#### Belge metni ####

Ünlü Fransız düşünce sistemleri tarihçisi Michel Foucault 1977'de yazdığı eserinde çeşitli kurum kayıt ve zabıtlarının kıyısında köşesinde kalmış, bu kayıtlar haricinde haklarında başka herhangi bir bilgi bulunmayan, bu yüzden yaşadıklarına dair bu kayıtlar haricinde başka herhangi bir tanıklığa başvuramayacağımız tuhaf ve rezil karakterlere yoğunlaşıyor. Amacı onların hangi gerekçelerle tahkir edildiğini, yaşadıkları toplumlarda 'nefret nesnesi'ne dönüştürüldüğünü ve böylelikle yalıtıldıklarını sorgulayarak bu yalıtmaların iktidar mekanizmalarının işleyişine ilişkin verebileceği bilgileri gün yüzüne çıkarmak. Foucault'nun Hapishane'nin Doğuşu adlı kitabının yayınlanmasından bir yıl sonra bu risalenin kaleme aldığını hatırlatalım.

####

_Verilen görevler_
a) Belge metnine göre Foucault bu risaleyi hangi kitabının yayınlanmasından bir yıl sonra kaleme almıştır?
b) Kayıtların başından başlayıp "1,99,26,124" içeren satırda bitecek şekilde bu satırları, her satır için bir dize olacak biçimde bir JSON listesine dönüştürün. Boş satırları atlayın ve resimleri lütfen yanıta almayın.

#### Görev için malzeme ####

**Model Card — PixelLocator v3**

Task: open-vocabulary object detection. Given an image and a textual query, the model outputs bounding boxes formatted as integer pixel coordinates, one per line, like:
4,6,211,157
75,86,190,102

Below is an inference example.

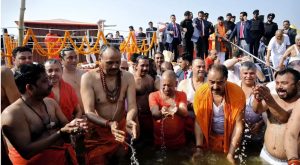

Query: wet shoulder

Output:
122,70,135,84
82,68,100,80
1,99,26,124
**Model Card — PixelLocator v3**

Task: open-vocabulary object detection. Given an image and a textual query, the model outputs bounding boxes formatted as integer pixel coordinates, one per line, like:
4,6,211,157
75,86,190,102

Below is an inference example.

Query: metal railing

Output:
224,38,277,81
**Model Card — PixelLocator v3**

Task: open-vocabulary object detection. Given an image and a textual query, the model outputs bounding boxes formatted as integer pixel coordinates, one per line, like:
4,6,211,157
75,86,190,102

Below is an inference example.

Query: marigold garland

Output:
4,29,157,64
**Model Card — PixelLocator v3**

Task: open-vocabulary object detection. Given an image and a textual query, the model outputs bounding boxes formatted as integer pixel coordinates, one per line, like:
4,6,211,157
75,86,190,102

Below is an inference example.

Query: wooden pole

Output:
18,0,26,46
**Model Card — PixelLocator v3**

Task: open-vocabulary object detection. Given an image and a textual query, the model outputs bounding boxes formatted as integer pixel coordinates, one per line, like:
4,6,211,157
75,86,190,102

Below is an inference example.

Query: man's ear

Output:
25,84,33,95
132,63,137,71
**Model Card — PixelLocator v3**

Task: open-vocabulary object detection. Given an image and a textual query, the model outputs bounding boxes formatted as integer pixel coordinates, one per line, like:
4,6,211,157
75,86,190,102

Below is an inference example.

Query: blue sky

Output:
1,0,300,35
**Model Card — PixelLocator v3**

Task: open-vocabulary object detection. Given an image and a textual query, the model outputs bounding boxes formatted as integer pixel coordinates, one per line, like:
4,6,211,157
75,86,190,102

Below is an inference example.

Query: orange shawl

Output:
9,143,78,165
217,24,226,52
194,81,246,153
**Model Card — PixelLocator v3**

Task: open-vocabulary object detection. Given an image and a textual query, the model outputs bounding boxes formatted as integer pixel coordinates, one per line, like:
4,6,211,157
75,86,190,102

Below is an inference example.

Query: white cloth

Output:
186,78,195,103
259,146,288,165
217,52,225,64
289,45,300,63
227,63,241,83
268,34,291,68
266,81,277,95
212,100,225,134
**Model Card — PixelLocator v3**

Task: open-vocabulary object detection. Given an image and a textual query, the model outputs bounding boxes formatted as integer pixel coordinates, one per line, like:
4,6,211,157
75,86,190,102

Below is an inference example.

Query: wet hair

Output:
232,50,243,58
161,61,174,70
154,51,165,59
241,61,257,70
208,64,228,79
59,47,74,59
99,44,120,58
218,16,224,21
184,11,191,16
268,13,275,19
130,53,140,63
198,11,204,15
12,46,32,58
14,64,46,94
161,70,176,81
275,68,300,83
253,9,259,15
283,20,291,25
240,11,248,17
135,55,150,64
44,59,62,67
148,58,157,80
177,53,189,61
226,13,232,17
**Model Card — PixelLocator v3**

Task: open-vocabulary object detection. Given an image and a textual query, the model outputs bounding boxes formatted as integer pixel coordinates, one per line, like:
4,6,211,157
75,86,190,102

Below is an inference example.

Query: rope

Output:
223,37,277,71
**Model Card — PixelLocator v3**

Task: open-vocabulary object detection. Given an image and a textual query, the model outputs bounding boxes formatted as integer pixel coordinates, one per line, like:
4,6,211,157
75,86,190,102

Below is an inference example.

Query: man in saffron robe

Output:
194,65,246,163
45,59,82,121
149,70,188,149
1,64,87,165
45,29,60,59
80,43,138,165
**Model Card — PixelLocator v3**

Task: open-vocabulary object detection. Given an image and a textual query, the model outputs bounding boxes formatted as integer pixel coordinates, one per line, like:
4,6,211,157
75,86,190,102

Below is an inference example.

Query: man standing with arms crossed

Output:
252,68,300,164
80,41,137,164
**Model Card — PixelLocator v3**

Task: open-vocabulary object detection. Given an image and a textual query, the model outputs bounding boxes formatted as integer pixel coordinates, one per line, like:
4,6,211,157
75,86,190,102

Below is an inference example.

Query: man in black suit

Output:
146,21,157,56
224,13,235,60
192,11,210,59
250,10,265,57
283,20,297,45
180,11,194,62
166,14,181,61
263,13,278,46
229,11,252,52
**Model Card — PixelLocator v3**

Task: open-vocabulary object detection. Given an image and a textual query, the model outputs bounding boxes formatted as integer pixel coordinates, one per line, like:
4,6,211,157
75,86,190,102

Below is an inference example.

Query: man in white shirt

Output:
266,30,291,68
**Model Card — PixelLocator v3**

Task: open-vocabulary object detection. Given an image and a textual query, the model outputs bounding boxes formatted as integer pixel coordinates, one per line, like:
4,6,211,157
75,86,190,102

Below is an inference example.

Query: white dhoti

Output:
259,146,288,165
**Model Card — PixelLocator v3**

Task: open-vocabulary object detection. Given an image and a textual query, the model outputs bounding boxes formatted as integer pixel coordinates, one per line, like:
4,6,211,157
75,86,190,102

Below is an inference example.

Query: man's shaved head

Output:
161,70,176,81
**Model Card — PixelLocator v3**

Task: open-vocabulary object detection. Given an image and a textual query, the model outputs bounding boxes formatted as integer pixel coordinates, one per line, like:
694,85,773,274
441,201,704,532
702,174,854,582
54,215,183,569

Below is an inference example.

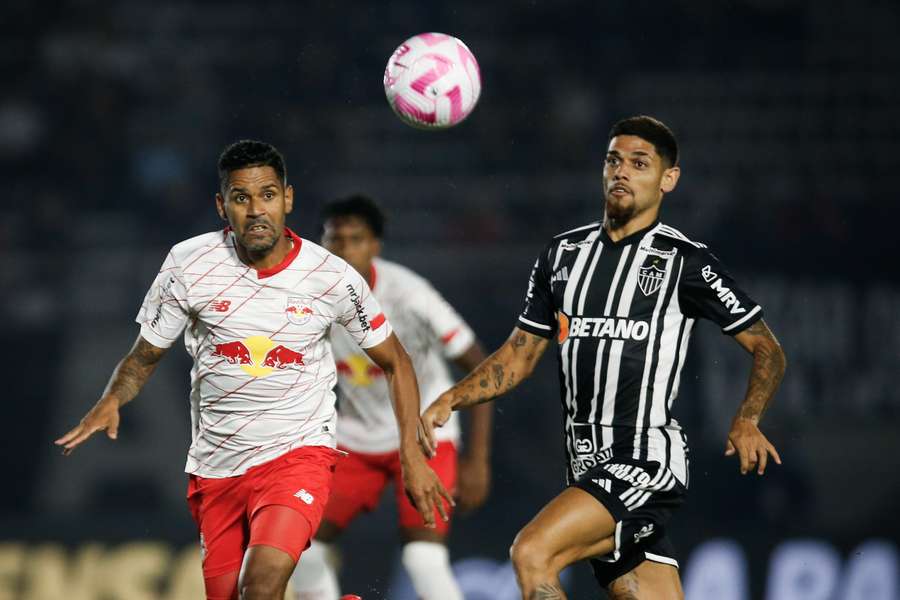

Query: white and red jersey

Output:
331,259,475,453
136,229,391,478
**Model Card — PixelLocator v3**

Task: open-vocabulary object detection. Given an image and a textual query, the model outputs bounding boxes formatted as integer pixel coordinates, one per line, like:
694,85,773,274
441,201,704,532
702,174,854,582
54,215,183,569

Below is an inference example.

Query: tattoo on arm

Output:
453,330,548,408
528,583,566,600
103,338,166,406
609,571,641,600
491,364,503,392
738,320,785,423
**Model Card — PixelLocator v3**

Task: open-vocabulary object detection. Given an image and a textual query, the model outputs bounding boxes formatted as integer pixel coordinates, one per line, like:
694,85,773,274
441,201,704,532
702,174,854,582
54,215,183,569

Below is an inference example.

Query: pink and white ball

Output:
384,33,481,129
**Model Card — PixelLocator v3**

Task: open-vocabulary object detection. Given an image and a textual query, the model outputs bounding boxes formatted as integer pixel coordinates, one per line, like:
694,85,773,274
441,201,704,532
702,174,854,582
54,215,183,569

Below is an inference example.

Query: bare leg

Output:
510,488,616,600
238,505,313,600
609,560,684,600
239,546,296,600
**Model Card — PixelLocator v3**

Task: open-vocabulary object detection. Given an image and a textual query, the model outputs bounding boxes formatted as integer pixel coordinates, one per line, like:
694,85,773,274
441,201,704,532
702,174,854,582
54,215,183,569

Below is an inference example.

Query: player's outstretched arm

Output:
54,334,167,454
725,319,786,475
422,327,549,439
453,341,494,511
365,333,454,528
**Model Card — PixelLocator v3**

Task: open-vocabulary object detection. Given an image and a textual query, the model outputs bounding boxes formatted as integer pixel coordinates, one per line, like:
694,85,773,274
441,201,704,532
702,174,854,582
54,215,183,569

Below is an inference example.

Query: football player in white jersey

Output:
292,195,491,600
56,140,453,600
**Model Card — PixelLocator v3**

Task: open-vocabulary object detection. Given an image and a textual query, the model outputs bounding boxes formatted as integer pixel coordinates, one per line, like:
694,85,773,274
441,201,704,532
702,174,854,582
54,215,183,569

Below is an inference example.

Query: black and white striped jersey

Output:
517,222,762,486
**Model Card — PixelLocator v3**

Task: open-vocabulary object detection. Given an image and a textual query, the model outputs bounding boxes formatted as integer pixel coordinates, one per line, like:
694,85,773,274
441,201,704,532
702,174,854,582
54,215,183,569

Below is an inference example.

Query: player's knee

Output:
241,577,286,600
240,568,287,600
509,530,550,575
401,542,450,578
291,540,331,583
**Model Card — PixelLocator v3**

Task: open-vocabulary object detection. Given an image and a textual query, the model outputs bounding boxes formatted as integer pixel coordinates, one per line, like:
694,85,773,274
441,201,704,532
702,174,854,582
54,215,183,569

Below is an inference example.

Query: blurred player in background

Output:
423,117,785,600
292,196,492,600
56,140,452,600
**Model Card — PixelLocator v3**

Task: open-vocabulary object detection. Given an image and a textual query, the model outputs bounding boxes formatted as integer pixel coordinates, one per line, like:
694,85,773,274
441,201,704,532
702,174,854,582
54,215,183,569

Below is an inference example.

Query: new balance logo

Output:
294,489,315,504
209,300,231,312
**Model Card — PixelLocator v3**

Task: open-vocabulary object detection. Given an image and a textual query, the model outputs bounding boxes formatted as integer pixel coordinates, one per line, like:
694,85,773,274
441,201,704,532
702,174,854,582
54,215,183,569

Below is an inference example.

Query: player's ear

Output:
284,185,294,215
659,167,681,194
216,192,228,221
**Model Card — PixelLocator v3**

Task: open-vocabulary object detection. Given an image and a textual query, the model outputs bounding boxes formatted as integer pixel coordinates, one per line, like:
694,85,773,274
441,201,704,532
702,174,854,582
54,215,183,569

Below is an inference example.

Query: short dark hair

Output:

####

_Görevlere göre yanıtlar_
a) Hapishane'nin Doğuşu adlı kitabının yayınlanmasından bir yıl sonra.

b)
[
  "**Model Card — PixelLocator v3**",
  "Task: open-vocabulary object detection. Given an image and a textual query, the model outputs bounding boxes formatted as integer pixel coordinates, one per line, like:",
  "4,6,211,157",
  "75,86,190,102",
  "Below is an inference example.",
  "Query: wet shoulder",
  "Output:",
  "122,70,135,84",
  "82,68,100,80",
  "1,99,26,124"
]